◆ Task description
Please set down every line of the records below without changing anything.

-- start of Records for the exercise --

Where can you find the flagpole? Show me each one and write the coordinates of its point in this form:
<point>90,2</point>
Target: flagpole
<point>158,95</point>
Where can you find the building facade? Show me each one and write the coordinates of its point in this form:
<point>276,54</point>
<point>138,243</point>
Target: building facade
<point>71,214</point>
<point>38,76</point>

-- end of Records for the exercise --

◆ The response
Where can you find the flagpole? Show me each one and write the coordinates of its point in this form:
<point>90,2</point>
Target: flagpole
<point>158,95</point>
Where can you find the building facade? Show me each one and write the coordinates of its point in this form:
<point>276,54</point>
<point>138,243</point>
Target: building facade
<point>71,214</point>
<point>38,76</point>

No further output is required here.